Work order A | Write out the part of the energy panel transcript from "Ralph Cavanagh: There" up to and including "others to do it.".
Work order B | Rewrite the paragraph of the energy panel transcript that begins "Mark Maher: From a local level" as a short list, keeping its main facts.
Work order C |
Answer these questions from the energy panel transcript:
(i) Which institution does Ralph Cavanagh name as letting people buy out the pollution emissions associated with their electricity use?
(ii) What does Mark Maher say utilities are more and more having?
(iii) For about how long did Corbin McNeill not pay an electric bill?

Exercise passage |
=== Begin Enclosure ===

Ralph Cavanagh: There are a wealth of resources available to members of the public two, two things we talked a lot about today, one is use energy more efficiently where increasingly your local utility is helping and there are a wealth of options available to you and I, like Senator McClure, am a technology optimist in this though we're probably optimistic about slightly different technologies. On renewables, if you like renewables, you can invest in them directly through your, through your utility bill increasingly across the Northwest that's possible. There are institutions like the Bonneville Environmental Foundation that let you, if you want to wherever you are in the country simply buy out your pollution emissions associated with your electricity use if it's important to you as an ethical matter to do that. I do that, I encourage others to do it.
Mark Maher: From a local level utilities more and more are having least cost planning and having public meetings. Get involved. Go to those meetings, express yourselves, understand what those issues are. I encourage folks to do that. We'll be embarking on several public processes in Bonneville, and I just ask people to get involved and give us your input.
Corbin McNeill: Look at what is happening in your local arena and becoming knowledgeable, staying current on that and looking for the advantages that you can achieve. I last year Bonneville through my local cooperative offered a big energy savings discount and I didn't pay an electric bill for like six months, but.

=== End Enclosure ===

Excerpted records |
=== Begin Enclosure ===

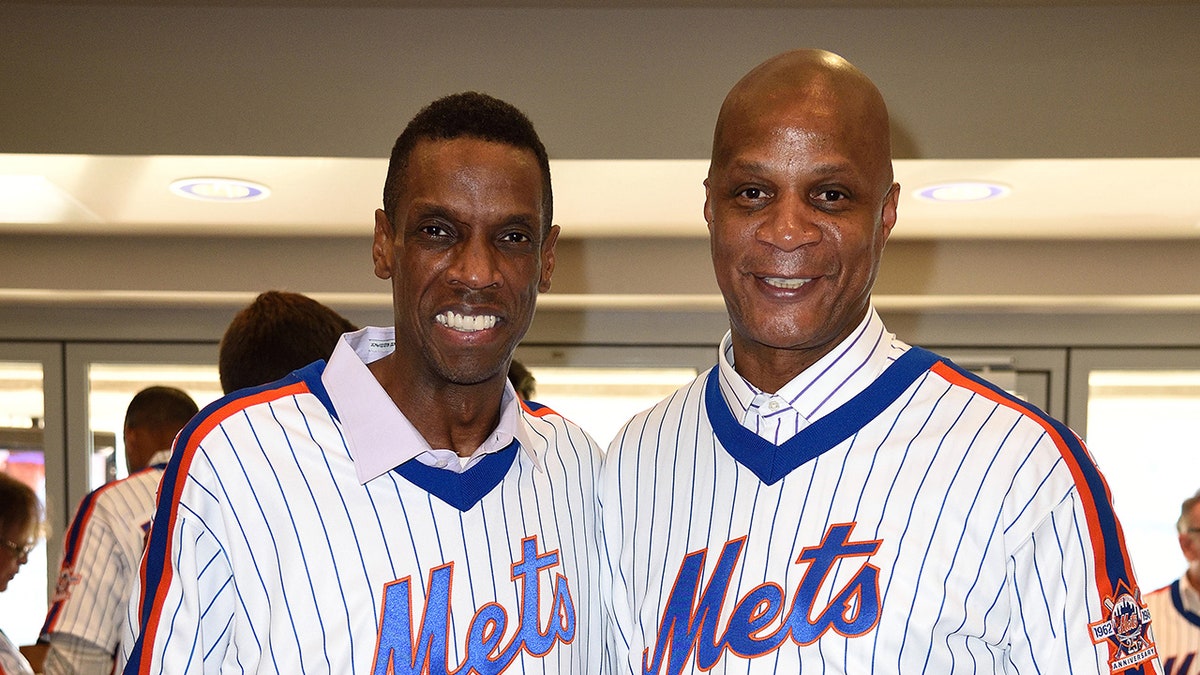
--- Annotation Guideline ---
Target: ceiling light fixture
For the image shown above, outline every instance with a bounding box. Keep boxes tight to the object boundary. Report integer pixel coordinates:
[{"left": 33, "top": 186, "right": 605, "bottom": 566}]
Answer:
[
  {"left": 170, "top": 178, "right": 271, "bottom": 202},
  {"left": 916, "top": 180, "right": 1013, "bottom": 203}
]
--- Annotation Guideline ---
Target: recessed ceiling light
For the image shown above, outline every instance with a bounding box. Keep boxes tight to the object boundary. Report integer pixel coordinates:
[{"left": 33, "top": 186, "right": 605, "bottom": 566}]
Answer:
[
  {"left": 917, "top": 180, "right": 1013, "bottom": 203},
  {"left": 170, "top": 178, "right": 271, "bottom": 202}
]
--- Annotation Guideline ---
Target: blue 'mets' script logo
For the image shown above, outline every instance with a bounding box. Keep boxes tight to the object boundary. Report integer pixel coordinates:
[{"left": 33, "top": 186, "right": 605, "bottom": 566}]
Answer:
[
  {"left": 372, "top": 537, "right": 575, "bottom": 675},
  {"left": 642, "top": 524, "right": 880, "bottom": 675}
]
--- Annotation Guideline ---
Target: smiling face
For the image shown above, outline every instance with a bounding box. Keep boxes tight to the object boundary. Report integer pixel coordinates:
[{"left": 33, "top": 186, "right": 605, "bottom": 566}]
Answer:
[
  {"left": 704, "top": 51, "right": 899, "bottom": 392},
  {"left": 372, "top": 137, "right": 558, "bottom": 387}
]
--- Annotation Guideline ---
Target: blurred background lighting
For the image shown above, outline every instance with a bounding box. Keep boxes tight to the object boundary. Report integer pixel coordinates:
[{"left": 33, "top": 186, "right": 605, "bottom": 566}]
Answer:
[
  {"left": 917, "top": 181, "right": 1013, "bottom": 202},
  {"left": 170, "top": 178, "right": 271, "bottom": 202}
]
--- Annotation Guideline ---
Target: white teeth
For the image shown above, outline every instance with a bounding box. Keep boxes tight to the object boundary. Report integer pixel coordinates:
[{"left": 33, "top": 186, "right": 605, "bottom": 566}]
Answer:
[
  {"left": 763, "top": 276, "right": 811, "bottom": 288},
  {"left": 434, "top": 311, "right": 497, "bottom": 333}
]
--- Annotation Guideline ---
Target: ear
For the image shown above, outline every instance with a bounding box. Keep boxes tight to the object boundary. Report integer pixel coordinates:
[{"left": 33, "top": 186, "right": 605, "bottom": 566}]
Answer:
[
  {"left": 880, "top": 183, "right": 900, "bottom": 241},
  {"left": 704, "top": 178, "right": 713, "bottom": 234},
  {"left": 371, "top": 209, "right": 396, "bottom": 279},
  {"left": 538, "top": 225, "right": 562, "bottom": 293}
]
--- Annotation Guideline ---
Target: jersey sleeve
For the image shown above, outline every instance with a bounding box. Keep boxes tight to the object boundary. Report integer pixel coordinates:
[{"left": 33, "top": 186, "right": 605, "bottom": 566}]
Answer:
[
  {"left": 119, "top": 436, "right": 235, "bottom": 675},
  {"left": 1007, "top": 435, "right": 1163, "bottom": 675},
  {"left": 42, "top": 492, "right": 126, "bottom": 653}
]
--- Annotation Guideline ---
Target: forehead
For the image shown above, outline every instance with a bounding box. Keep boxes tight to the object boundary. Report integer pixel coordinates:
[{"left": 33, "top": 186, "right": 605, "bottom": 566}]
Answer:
[
  {"left": 713, "top": 79, "right": 890, "bottom": 179},
  {"left": 400, "top": 137, "right": 542, "bottom": 217}
]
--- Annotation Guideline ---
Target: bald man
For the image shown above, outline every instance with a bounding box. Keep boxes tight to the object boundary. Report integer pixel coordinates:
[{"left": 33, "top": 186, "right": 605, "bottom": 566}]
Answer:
[{"left": 601, "top": 50, "right": 1160, "bottom": 675}]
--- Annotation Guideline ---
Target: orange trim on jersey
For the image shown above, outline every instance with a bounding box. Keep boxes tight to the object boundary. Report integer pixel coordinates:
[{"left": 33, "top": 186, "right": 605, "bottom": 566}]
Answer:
[
  {"left": 517, "top": 399, "right": 566, "bottom": 419},
  {"left": 138, "top": 381, "right": 308, "bottom": 673},
  {"left": 931, "top": 362, "right": 1133, "bottom": 599}
]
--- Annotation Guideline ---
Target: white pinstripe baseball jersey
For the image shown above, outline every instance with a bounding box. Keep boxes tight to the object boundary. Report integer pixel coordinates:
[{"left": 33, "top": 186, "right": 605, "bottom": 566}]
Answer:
[
  {"left": 0, "top": 631, "right": 34, "bottom": 675},
  {"left": 600, "top": 324, "right": 1160, "bottom": 675},
  {"left": 118, "top": 329, "right": 602, "bottom": 675},
  {"left": 1146, "top": 577, "right": 1200, "bottom": 675},
  {"left": 42, "top": 450, "right": 170, "bottom": 670}
]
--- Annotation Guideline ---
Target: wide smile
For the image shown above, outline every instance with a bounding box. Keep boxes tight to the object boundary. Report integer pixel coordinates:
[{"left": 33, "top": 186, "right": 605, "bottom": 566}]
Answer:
[
  {"left": 758, "top": 276, "right": 812, "bottom": 291},
  {"left": 433, "top": 310, "right": 500, "bottom": 333}
]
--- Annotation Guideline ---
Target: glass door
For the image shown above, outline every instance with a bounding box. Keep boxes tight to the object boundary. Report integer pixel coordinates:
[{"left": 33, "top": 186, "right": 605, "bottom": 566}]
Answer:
[
  {"left": 1070, "top": 348, "right": 1200, "bottom": 591},
  {"left": 0, "top": 342, "right": 65, "bottom": 645},
  {"left": 66, "top": 344, "right": 221, "bottom": 504}
]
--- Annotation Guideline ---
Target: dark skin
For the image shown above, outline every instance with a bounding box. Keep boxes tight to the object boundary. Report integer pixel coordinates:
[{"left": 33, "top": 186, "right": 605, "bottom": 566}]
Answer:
[
  {"left": 1180, "top": 503, "right": 1200, "bottom": 589},
  {"left": 368, "top": 137, "right": 558, "bottom": 456},
  {"left": 125, "top": 425, "right": 182, "bottom": 473},
  {"left": 704, "top": 50, "right": 900, "bottom": 393}
]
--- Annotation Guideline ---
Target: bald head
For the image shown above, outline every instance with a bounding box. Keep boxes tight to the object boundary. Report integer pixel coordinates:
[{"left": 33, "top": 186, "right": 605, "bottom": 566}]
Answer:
[
  {"left": 713, "top": 49, "right": 892, "bottom": 190},
  {"left": 704, "top": 49, "right": 900, "bottom": 392}
]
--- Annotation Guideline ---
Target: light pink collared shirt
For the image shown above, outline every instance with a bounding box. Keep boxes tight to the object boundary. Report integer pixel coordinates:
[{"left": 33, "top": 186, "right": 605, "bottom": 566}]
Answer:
[
  {"left": 320, "top": 325, "right": 541, "bottom": 484},
  {"left": 718, "top": 306, "right": 908, "bottom": 446}
]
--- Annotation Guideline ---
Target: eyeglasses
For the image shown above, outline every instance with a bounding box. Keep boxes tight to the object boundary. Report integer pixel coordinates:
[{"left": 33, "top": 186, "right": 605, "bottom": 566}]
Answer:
[{"left": 0, "top": 539, "right": 37, "bottom": 558}]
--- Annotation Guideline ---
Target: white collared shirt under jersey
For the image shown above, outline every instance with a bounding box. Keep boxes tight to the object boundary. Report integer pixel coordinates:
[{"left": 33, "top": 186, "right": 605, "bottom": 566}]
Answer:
[
  {"left": 322, "top": 327, "right": 541, "bottom": 484},
  {"left": 718, "top": 306, "right": 908, "bottom": 446}
]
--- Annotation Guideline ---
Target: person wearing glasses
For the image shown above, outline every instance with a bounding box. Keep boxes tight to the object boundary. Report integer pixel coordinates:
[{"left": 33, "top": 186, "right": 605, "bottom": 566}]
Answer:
[
  {"left": 1146, "top": 490, "right": 1200, "bottom": 675},
  {"left": 0, "top": 473, "right": 42, "bottom": 675}
]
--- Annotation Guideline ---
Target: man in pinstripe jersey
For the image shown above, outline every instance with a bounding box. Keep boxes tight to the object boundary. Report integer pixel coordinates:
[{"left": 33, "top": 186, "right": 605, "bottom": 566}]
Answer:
[
  {"left": 1146, "top": 491, "right": 1200, "bottom": 675},
  {"left": 600, "top": 49, "right": 1160, "bottom": 675},
  {"left": 122, "top": 92, "right": 602, "bottom": 675},
  {"left": 42, "top": 387, "right": 198, "bottom": 675}
]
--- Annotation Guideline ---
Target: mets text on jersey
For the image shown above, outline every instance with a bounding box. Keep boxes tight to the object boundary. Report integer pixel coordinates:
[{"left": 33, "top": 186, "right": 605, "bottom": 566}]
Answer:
[
  {"left": 642, "top": 522, "right": 881, "bottom": 675},
  {"left": 1090, "top": 581, "right": 1158, "bottom": 673},
  {"left": 372, "top": 537, "right": 575, "bottom": 675}
]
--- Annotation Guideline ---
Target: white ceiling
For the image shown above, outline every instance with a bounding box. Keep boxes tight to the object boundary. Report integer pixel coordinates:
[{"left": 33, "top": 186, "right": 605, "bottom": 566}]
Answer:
[{"left": 0, "top": 155, "right": 1200, "bottom": 239}]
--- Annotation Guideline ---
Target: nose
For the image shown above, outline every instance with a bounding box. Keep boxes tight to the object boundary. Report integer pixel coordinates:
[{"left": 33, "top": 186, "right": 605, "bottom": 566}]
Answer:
[
  {"left": 448, "top": 237, "right": 502, "bottom": 289},
  {"left": 756, "top": 192, "right": 821, "bottom": 251}
]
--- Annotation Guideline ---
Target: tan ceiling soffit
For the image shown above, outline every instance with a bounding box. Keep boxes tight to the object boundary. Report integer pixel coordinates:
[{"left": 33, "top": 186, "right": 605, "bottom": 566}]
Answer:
[{"left": 0, "top": 288, "right": 1200, "bottom": 313}]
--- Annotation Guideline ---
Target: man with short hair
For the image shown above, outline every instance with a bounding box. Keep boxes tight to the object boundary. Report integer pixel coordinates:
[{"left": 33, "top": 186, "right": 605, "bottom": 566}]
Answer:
[
  {"left": 1146, "top": 491, "right": 1200, "bottom": 675},
  {"left": 42, "top": 387, "right": 198, "bottom": 675},
  {"left": 125, "top": 92, "right": 602, "bottom": 675},
  {"left": 600, "top": 49, "right": 1160, "bottom": 675},
  {"left": 217, "top": 291, "right": 359, "bottom": 394}
]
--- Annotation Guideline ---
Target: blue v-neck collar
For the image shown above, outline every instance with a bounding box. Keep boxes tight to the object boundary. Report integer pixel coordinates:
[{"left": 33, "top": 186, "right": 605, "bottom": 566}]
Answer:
[
  {"left": 704, "top": 347, "right": 940, "bottom": 485},
  {"left": 394, "top": 440, "right": 521, "bottom": 512}
]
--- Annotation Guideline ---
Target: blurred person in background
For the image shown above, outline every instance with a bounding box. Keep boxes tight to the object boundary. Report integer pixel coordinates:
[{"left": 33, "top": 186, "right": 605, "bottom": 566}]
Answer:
[
  {"left": 509, "top": 359, "right": 538, "bottom": 401},
  {"left": 1146, "top": 490, "right": 1200, "bottom": 675},
  {"left": 217, "top": 285, "right": 359, "bottom": 394},
  {"left": 41, "top": 387, "right": 199, "bottom": 675}
]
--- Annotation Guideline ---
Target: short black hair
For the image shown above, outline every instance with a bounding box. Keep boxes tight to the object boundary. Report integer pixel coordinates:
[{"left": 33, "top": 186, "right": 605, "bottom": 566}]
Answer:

=== End Enclosure ===

Written solution A |
Ralph Cavanagh: There are a wealth of resources available to members of the public two, two things we talked a lot about today, one is use energy more efficiently where increasingly your local utility is helping and there are a wealth of options available to you and I, like Senator McClure, am a technology optimist in this though we're probably optimistic about slightly different technologies. On renewables, if you like renewables, you can invest in them directly through your, through your utility bill increasingly across the Northwest that's possible. There are institutions like the Bonneville Environmental Foundation that let you, if you want to wherever you are in the country simply buy out your pollution emissions associated with your electricity use if it's important to you as an ethical matter to do that. I do that, I encourage others to do it.

Written solution B |
- Local utilities are increasingly doing least cost planning and holding public meetings.
- People should get involved, attend those meetings, express themselves, and understand the issues.
- Bonneville will be starting several public processes and asks people to get involved and give input.

Written solution C |
(i) The Bonneville Environmental Foundation.
(ii) Least cost planning and public meetings.
(iii) About six months.